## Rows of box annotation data
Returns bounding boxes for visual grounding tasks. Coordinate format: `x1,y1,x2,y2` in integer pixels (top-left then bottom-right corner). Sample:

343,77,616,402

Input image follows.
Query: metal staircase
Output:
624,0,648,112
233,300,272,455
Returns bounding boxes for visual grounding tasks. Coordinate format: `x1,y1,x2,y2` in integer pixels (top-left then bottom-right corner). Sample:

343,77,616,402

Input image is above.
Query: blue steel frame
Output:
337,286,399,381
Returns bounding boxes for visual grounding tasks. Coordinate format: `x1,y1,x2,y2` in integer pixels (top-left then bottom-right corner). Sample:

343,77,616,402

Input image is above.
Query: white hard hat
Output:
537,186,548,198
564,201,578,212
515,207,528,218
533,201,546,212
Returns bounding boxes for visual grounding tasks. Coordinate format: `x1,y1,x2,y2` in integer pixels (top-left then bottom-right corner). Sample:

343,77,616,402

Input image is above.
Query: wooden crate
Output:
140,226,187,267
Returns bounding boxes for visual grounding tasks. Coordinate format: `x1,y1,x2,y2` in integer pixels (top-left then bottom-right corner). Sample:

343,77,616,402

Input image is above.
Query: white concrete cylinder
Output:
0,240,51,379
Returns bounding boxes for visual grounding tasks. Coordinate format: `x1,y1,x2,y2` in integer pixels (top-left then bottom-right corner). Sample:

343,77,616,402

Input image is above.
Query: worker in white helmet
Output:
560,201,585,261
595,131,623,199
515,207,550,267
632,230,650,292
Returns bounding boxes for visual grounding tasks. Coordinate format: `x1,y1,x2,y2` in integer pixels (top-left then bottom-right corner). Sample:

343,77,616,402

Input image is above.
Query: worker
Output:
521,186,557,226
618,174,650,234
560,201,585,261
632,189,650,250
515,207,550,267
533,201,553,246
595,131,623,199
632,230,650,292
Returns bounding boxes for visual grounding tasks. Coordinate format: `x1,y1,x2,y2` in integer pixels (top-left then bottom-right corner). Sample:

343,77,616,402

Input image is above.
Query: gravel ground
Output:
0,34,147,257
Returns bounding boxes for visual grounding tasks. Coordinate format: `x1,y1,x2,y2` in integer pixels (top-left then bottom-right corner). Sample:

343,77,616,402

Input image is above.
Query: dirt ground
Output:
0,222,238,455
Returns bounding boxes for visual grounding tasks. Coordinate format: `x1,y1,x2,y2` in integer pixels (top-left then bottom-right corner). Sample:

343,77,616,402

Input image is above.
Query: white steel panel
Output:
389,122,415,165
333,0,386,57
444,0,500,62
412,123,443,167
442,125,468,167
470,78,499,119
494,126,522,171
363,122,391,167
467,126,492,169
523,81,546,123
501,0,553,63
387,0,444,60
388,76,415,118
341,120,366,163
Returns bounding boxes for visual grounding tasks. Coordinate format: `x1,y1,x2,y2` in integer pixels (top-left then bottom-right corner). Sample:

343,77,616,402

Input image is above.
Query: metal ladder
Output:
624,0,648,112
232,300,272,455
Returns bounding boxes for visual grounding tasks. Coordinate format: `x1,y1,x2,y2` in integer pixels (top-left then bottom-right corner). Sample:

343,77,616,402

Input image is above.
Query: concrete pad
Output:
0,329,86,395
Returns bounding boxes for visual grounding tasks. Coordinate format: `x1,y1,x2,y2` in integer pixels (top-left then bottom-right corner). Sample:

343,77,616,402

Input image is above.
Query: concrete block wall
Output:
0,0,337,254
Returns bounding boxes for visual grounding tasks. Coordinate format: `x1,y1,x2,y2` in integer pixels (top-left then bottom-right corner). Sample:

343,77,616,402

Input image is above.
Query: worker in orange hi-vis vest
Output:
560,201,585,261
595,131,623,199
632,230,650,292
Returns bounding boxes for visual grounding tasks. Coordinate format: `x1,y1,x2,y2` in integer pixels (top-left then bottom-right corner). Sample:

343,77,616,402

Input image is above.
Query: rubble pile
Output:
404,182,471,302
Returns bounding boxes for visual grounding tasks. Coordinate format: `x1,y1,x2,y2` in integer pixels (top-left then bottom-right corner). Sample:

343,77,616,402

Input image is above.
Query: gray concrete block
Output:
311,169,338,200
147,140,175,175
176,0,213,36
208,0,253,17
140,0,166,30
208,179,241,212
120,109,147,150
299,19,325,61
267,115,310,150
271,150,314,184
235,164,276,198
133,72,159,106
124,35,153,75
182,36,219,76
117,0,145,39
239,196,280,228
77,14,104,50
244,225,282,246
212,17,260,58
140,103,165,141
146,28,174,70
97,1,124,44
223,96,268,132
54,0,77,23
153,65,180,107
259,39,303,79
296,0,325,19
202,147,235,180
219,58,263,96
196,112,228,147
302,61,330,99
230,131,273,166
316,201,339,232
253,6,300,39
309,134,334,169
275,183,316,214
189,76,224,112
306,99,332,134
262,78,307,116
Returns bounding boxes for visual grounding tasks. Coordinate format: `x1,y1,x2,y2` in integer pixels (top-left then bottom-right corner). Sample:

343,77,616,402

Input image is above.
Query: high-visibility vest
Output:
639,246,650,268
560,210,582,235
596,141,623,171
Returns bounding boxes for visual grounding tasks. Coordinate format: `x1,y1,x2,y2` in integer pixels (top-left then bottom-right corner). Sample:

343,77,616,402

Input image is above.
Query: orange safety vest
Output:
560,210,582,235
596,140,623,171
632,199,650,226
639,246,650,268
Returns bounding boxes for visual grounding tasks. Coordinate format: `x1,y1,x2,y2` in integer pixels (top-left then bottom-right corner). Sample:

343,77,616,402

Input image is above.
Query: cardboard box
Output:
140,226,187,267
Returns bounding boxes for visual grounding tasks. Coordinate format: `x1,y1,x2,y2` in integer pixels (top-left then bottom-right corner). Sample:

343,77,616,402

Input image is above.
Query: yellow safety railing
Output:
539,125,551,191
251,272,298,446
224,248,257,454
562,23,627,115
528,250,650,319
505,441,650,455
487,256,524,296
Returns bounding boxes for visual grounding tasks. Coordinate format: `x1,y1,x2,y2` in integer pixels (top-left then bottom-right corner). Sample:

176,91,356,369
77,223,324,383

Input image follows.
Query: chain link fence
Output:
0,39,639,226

## Short problem
Please turn every line of the records above into a JSON list of strings, one string per line, leaving out blank lines.

## Completed task
[
  "Returns bounding boxes for visual grounding tasks. Coordinate format: `x1,y1,x2,y2` in integer pixels (top-left then bottom-right corner). Sample:",
  "343,77,616,402",
  "Input image follows.",
  "Query: metal staircase",
  "Output:",
  "624,0,648,112",
  "233,300,272,455",
  "Returns bounding boxes for visual grounding tasks. Coordinate format: `x1,y1,x2,y2` in integer pixels (top-left then bottom-right corner). Sample:",
  "343,77,616,402",
  "Input image is above.",
  "Query: blue steel frame",
  "Output:",
  "337,286,399,381",
  "Returns bounding boxes for visual grounding tasks. Coordinate format: `x1,y1,x2,y2` in integer pixels (top-left then bottom-right corner). Sample:",
  "343,77,616,402",
  "Input image is above.",
  "Query: white hard hat",
  "Output:",
  "537,186,548,198",
  "564,201,578,212",
  "515,207,528,218",
  "533,201,546,212",
  "Returns bounding boxes for visual grounding tasks. Coordinate format: `x1,y1,x2,y2` in integer pixels (top-left then bottom-right corner). Sample:",
  "343,77,616,402",
  "Input image is above.",
  "Query: wooden crate",
  "Output:",
  "140,226,187,267",
  "Returns bounding boxes for visual grounding tasks. Coordinate format: `x1,y1,x2,y2` in integer pixels (top-left then bottom-right corner). Sample:",
  "343,77,616,402",
  "Input image is above.",
  "Query: white concrete cylinder",
  "Output:",
  "0,240,51,379",
  "Returns bounding boxes for visual grounding tasks. Coordinate format: `x1,y1,x2,y2` in integer pixels (top-left then bottom-right corner). Sample:",
  "343,77,616,402",
  "Input image is above.",
  "Query: worker in white helmet",
  "Output:",
  "560,201,585,261",
  "595,131,623,199",
  "515,207,550,267",
  "632,230,650,292",
  "Returns bounding boxes for visual grounding tasks. Coordinate format: `x1,y1,x2,y2` in integer pixels (top-left then bottom-right corner). Sample:",
  "343,77,616,402",
  "Input image is above.",
  "Query: worker",
  "Output:",
  "521,186,557,226",
  "618,174,650,234",
  "560,201,585,261",
  "632,189,650,250",
  "515,207,550,267",
  "533,201,553,246",
  "595,131,623,199",
  "632,230,650,292",
  "Returns bounding boxes for visual grounding tasks. Coordinate format: `x1,y1,x2,y2` in integer pixels (top-left then bottom-right corner). Sample:",
  "343,77,616,402",
  "Input image is above.",
  "Query: gravel ground",
  "Output:",
  "0,34,147,257",
  "Returns bounding boxes for visual grounding tasks. Coordinate format: `x1,y1,x2,y2` in integer pixels (top-left then bottom-right corner). Sample:",
  "343,77,616,402",
  "Input image is above.",
  "Query: dirt ground",
  "Output:",
  "0,222,238,455",
  "Returns bounding boxes for visual grounding tasks. Coordinate format: `x1,y1,x2,y2` in integer pixels (top-left then bottom-right corner). Sample:",
  "343,77,616,402",
  "Input image is above.",
  "Query: white steel panel",
  "Output:",
  "389,122,415,165",
  "333,0,386,57",
  "444,0,500,62",
  "412,123,443,167",
  "442,125,468,167",
  "470,78,499,119",
  "494,126,522,171",
  "363,122,391,167",
  "467,126,492,169",
  "523,81,546,123",
  "501,0,553,63",
  "387,0,444,60",
  "388,76,415,118",
  "341,120,366,163",
  "Returns bounding boxes for visual grounding tasks. Coordinate format: `x1,y1,x2,y2` in integer pixels (top-left then bottom-right corner). Sample:",
  "343,77,616,402",
  "Input image is above.",
  "Query: metal ladder",
  "Output:",
  "624,0,648,112",
  "232,300,272,455",
  "Returns bounding boxes for visual grounding tasks. Coordinate format: `x1,y1,x2,y2` in integer pixels (top-left then bottom-right corner). Sample:",
  "343,77,616,402",
  "Input image is above.",
  "Query: concrete pad",
  "Output:",
  "0,329,86,395",
  "Returns bounding boxes for visual grounding tasks. Coordinate format: `x1,y1,x2,y2` in integer pixels (top-left then bottom-right corner). Sample:",
  "343,77,616,402",
  "Input image is above.",
  "Query: concrete block wall",
  "Output:",
  "0,0,337,254",
  "Returns bounding boxes for visual grounding tasks. Coordinate format: `x1,y1,x2,y2` in integer pixels (top-left then bottom-right corner). Sample:",
  "343,77,616,402",
  "Input image is above.",
  "Query: worker in orange hi-vis vest",
  "Output:",
  "560,201,585,261",
  "595,131,623,199",
  "632,230,650,292",
  "Returns bounding boxes for visual grounding tasks. Coordinate format: `x1,y1,x2,y2` in integer pixels (top-left then bottom-right corner). Sample:",
  "343,77,616,402",
  "Input image is above.",
  "Query: rubble pile",
  "Output:",
  "404,182,471,302",
  "Returns bounding boxes for visual grounding tasks. Coordinate format: `x1,y1,x2,y2` in integer pixels (top-left then bottom-right corner). Sample:",
  "343,77,616,402",
  "Input image is above.",
  "Query: gray concrete block",
  "Output:",
  "311,169,338,200",
  "147,140,175,175",
  "176,0,213,36",
  "208,0,253,17",
  "140,0,166,30",
  "208,179,241,212",
  "120,109,147,150",
  "299,19,325,61",
  "267,115,310,150",
  "271,150,314,184",
  "235,164,276,198",
  "133,72,159,106",
  "124,35,153,75",
  "182,36,219,76",
  "117,0,145,39",
  "239,196,280,228",
  "77,14,104,50",
  "244,225,282,246",
  "212,17,260,58",
  "140,103,165,141",
  "146,28,174,70",
  "97,1,124,44",
  "223,96,268,132",
  "54,0,77,23",
  "153,65,180,107",
  "259,39,303,79",
  "296,0,325,19",
  "202,147,235,180",
  "219,58,263,96",
  "196,112,228,147",
  "302,61,330,99",
  "230,131,273,166",
  "316,201,339,232",
  "253,6,300,39",
  "309,134,334,169",
  "275,183,316,214",
  "189,76,224,112",
  "306,99,332,134",
  "262,78,307,116",
  "Returns bounding boxes for visual grounding tasks. Coordinate format: `x1,y1,x2,y2` in integer pixels (top-left then bottom-right corner). Sample:",
  "343,77,616,402",
  "Input image is above.",
  "Query: high-visibility vest",
  "Output:",
  "639,246,650,268",
  "560,210,582,235",
  "596,141,623,171",
  "Returns bounding boxes for visual grounding tasks. Coordinate format: `x1,y1,x2,y2` in integer pixels (top-left then bottom-right corner). Sample:",
  "343,77,616,402",
  "Input image is above.",
  "Query: orange safety vest",
  "Output:",
  "560,210,582,235",
  "596,140,623,171",
  "632,199,650,226",
  "639,246,650,268",
  "Returns bounding boxes for visual grounding tasks. Coordinate format: `x1,y1,x2,y2` in integer pixels (top-left then bottom-right corner). Sample:",
  "343,77,616,402",
  "Input image is above.",
  "Query: cardboard box",
  "Output:",
  "140,226,187,267",
  "Returns bounding boxes for visual grounding tasks. Coordinate format: `x1,y1,x2,y2` in integer pixels (top-left then bottom-right corner). Sample:",
  "343,77,616,402",
  "Input image is above.",
  "Query: yellow safety railing",
  "Output:",
  "539,125,551,191",
  "251,272,298,446",
  "224,248,257,454",
  "562,23,627,115",
  "528,250,650,319",
  "505,441,650,455",
  "487,256,524,296",
  "Returns bounding boxes for visual grounding tasks. Coordinate format: `x1,y1,x2,y2` in integer pixels (top-left then bottom-right corner). Sample:",
  "176,91,356,369",
  "77,223,324,383",
  "Input image follows.",
  "Query: chain link fence",
  "Output:",
  "0,39,639,226"
]